### REQUEST
From the listing that follows, output everything exactly except the pictures.

=====

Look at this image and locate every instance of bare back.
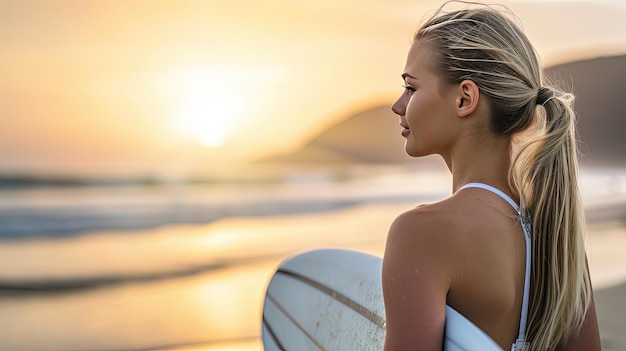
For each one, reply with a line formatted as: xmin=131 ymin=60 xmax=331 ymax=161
xmin=383 ymin=183 xmax=526 ymax=349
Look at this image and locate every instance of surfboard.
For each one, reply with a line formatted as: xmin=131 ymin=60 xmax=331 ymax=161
xmin=261 ymin=249 xmax=502 ymax=351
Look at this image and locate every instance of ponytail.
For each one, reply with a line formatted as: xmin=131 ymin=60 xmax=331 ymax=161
xmin=414 ymin=3 xmax=591 ymax=351
xmin=511 ymin=87 xmax=591 ymax=350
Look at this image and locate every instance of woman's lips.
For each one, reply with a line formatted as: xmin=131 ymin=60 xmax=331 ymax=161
xmin=400 ymin=124 xmax=411 ymax=138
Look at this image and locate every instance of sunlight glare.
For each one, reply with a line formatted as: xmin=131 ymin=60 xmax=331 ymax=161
xmin=167 ymin=67 xmax=280 ymax=148
xmin=172 ymin=69 xmax=245 ymax=147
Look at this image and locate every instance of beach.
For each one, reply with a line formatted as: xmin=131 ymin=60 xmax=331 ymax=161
xmin=0 ymin=168 xmax=626 ymax=351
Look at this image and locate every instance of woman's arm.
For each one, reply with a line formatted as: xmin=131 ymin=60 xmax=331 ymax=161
xmin=382 ymin=211 xmax=449 ymax=351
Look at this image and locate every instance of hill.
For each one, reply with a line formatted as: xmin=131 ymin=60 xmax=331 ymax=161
xmin=262 ymin=56 xmax=626 ymax=166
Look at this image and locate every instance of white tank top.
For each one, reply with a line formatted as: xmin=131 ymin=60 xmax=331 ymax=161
xmin=459 ymin=183 xmax=531 ymax=351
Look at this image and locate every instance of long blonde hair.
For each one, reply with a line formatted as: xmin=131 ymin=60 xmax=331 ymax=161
xmin=414 ymin=2 xmax=591 ymax=350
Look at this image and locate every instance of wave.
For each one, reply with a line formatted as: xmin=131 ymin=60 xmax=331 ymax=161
xmin=0 ymin=254 xmax=281 ymax=297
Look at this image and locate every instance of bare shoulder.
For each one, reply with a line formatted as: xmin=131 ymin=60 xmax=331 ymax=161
xmin=385 ymin=196 xmax=475 ymax=274
xmin=382 ymin=201 xmax=468 ymax=350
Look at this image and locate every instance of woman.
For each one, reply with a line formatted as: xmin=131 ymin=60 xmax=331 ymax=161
xmin=383 ymin=4 xmax=600 ymax=351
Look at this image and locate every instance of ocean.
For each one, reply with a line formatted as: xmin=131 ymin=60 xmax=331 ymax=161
xmin=0 ymin=166 xmax=626 ymax=351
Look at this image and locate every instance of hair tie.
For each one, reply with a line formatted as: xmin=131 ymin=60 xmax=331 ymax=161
xmin=537 ymin=87 xmax=556 ymax=106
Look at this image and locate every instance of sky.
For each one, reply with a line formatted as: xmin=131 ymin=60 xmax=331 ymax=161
xmin=0 ymin=0 xmax=626 ymax=175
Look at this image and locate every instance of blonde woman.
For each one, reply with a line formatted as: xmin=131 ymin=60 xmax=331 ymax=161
xmin=383 ymin=4 xmax=600 ymax=351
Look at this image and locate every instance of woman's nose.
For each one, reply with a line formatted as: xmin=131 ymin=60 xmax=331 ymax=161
xmin=391 ymin=98 xmax=405 ymax=116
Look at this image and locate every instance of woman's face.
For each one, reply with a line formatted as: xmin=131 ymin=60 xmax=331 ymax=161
xmin=391 ymin=42 xmax=459 ymax=157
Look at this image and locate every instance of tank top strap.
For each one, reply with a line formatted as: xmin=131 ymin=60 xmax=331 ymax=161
xmin=459 ymin=183 xmax=531 ymax=351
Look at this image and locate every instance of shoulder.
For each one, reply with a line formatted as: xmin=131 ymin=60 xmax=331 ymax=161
xmin=382 ymin=200 xmax=462 ymax=350
xmin=385 ymin=197 xmax=473 ymax=273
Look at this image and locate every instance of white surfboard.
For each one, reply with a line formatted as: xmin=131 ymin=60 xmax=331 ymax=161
xmin=262 ymin=249 xmax=502 ymax=351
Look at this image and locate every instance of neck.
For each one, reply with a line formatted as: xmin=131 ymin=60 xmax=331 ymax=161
xmin=442 ymin=138 xmax=517 ymax=200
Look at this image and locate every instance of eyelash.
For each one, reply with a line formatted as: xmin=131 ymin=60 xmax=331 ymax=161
xmin=402 ymin=85 xmax=415 ymax=93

=====

### SOLUTION
Look at this image and locate every instance of bare back.
For each one, reply with a line formatted as: xmin=131 ymin=60 xmax=331 ymax=161
xmin=383 ymin=183 xmax=526 ymax=349
Look at this image and locate every instance of surfboard.
For each one, reply with a line formatted as: xmin=131 ymin=60 xmax=331 ymax=161
xmin=261 ymin=249 xmax=502 ymax=351
Look at this image and locate every instance of ponytail.
For each one, reply with a line formatted as: xmin=131 ymin=60 xmax=331 ymax=161
xmin=414 ymin=3 xmax=591 ymax=351
xmin=511 ymin=87 xmax=591 ymax=350
Look at this image and locate every instance of woman's lips.
For each one, reply with a line formatted as: xmin=131 ymin=60 xmax=331 ymax=161
xmin=400 ymin=124 xmax=411 ymax=138
Look at this image and locate every instance of sunlight glare.
For each one, reply with a line formatted as: xmin=131 ymin=60 xmax=331 ymax=161
xmin=167 ymin=67 xmax=280 ymax=148
xmin=172 ymin=69 xmax=245 ymax=147
Look at this image and locate every instance of beach.
For each one, reply with a line formatted as: xmin=131 ymin=60 xmax=331 ymax=161
xmin=0 ymin=168 xmax=626 ymax=351
Look at this image and locate every instance of woman's arm.
For each one, reply with a line formatted as: xmin=131 ymin=60 xmax=331 ymax=161
xmin=382 ymin=211 xmax=449 ymax=351
Look at this image and locate every instance of hill.
For each one, reply with a line formatted as: xmin=131 ymin=60 xmax=331 ymax=161
xmin=262 ymin=56 xmax=626 ymax=166
Look at this image and locate every instance of white tank top.
For each one, reply with a line formatted as: xmin=131 ymin=60 xmax=331 ymax=161
xmin=459 ymin=183 xmax=531 ymax=351
Look at this image and locate every instance of long blonde hair.
For each one, reply with a line formatted as: xmin=131 ymin=60 xmax=331 ymax=161
xmin=414 ymin=2 xmax=591 ymax=350
Look at this image and locate every instance of wave.
For each one, reply with a line formatted as: xmin=131 ymin=60 xmax=331 ymax=161
xmin=0 ymin=254 xmax=281 ymax=297
Look at this image and locate every instance of bare shoulder.
For each one, reply with a line formatted as: xmin=131 ymin=60 xmax=331 ymax=161
xmin=385 ymin=196 xmax=475 ymax=274
xmin=382 ymin=201 xmax=468 ymax=350
Look at this image and locate every instance of woman.
For each one, reply with a line formatted as: xmin=131 ymin=60 xmax=331 ymax=161
xmin=383 ymin=4 xmax=600 ymax=351
Look at this image and locate every instance of ocean.
For each one, reply with a line formatted as: xmin=131 ymin=60 xmax=331 ymax=161
xmin=0 ymin=166 xmax=626 ymax=351
Look at this image and locate every instance of hair tie.
For each one, reply with a line formatted as: xmin=131 ymin=60 xmax=331 ymax=161
xmin=537 ymin=87 xmax=556 ymax=106
Look at this image and locate every instance of sky.
For each one, reply with a line formatted as: xmin=131 ymin=60 xmax=331 ymax=161
xmin=0 ymin=0 xmax=626 ymax=175
Look at this image and locate every instance of blonde woman.
For each one, reply with a line formatted as: xmin=131 ymin=60 xmax=331 ymax=161
xmin=383 ymin=4 xmax=600 ymax=351
Look at this image and locate every instance of woman's nose.
For each one, reply with a line formatted as: xmin=131 ymin=60 xmax=331 ymax=161
xmin=391 ymin=98 xmax=405 ymax=116
Look at this image and locate every instance of woman's face.
For each one, reply with a line formatted as: xmin=131 ymin=60 xmax=331 ymax=161
xmin=391 ymin=42 xmax=459 ymax=157
Look at this image and locate every instance of tank top strap.
For each one, reply with a line formatted as: xmin=131 ymin=60 xmax=331 ymax=161
xmin=459 ymin=183 xmax=531 ymax=351
Look at this image and locate every instance of shoulder.
For each one, reply with a line formatted as: xmin=131 ymin=60 xmax=331 ymax=161
xmin=382 ymin=200 xmax=462 ymax=350
xmin=385 ymin=197 xmax=473 ymax=273
Look at this image and locate every instance of white surfboard.
For each one, reply with a line formatted as: xmin=131 ymin=60 xmax=331 ymax=161
xmin=262 ymin=249 xmax=502 ymax=351
Look at this image and locate every instance of neck.
For each one, reply with a line formatted as: xmin=131 ymin=60 xmax=331 ymax=161
xmin=442 ymin=138 xmax=517 ymax=200
Look at this image and locate every instance of eyelash.
For each one, reply with a line formatted as: xmin=131 ymin=60 xmax=331 ymax=161
xmin=402 ymin=85 xmax=415 ymax=93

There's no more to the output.